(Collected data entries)
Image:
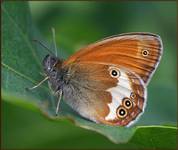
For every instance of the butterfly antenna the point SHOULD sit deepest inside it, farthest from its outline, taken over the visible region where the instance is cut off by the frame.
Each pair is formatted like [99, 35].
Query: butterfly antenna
[43, 45]
[59, 100]
[54, 40]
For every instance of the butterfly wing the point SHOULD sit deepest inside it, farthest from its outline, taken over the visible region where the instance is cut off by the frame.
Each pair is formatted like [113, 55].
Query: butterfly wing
[105, 93]
[138, 52]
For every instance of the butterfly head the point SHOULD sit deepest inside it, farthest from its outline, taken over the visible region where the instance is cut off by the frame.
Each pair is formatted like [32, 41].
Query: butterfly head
[49, 62]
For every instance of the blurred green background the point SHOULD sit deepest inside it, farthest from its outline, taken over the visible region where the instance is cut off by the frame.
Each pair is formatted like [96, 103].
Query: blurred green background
[78, 24]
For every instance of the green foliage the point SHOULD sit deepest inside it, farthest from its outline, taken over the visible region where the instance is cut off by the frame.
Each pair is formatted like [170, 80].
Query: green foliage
[21, 67]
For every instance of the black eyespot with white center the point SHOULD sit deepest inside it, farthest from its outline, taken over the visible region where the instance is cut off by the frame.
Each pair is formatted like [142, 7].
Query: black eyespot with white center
[114, 72]
[127, 103]
[121, 112]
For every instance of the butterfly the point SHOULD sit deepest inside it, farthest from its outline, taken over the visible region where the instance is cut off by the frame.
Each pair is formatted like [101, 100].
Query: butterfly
[106, 81]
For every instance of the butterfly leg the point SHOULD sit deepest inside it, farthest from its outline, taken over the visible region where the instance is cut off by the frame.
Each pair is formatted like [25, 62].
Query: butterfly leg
[37, 85]
[59, 95]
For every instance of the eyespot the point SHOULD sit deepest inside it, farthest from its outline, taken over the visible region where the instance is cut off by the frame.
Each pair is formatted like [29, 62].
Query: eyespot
[114, 72]
[121, 112]
[145, 52]
[132, 95]
[127, 103]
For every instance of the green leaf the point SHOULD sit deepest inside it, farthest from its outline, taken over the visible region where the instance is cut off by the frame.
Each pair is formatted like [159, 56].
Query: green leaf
[21, 67]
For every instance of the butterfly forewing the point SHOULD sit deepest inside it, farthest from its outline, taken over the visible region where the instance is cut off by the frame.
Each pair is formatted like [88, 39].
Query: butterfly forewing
[107, 79]
[138, 52]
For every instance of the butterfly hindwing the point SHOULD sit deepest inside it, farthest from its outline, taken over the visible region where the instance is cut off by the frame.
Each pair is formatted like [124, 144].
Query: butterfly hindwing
[100, 91]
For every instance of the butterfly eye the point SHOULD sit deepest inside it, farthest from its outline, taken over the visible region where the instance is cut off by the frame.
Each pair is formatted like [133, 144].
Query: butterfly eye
[127, 103]
[121, 112]
[114, 73]
[145, 52]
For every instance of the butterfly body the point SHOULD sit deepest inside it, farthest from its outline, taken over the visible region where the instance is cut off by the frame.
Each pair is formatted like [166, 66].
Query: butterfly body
[106, 81]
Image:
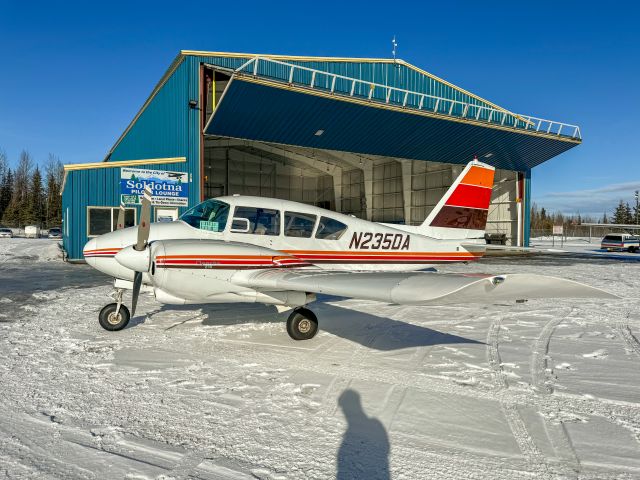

-- Given problem --
Please count the lines in the entries above that contain the string "body", treating uppercase and lowercase as different. Reply with the number only.

-- Written answer --
2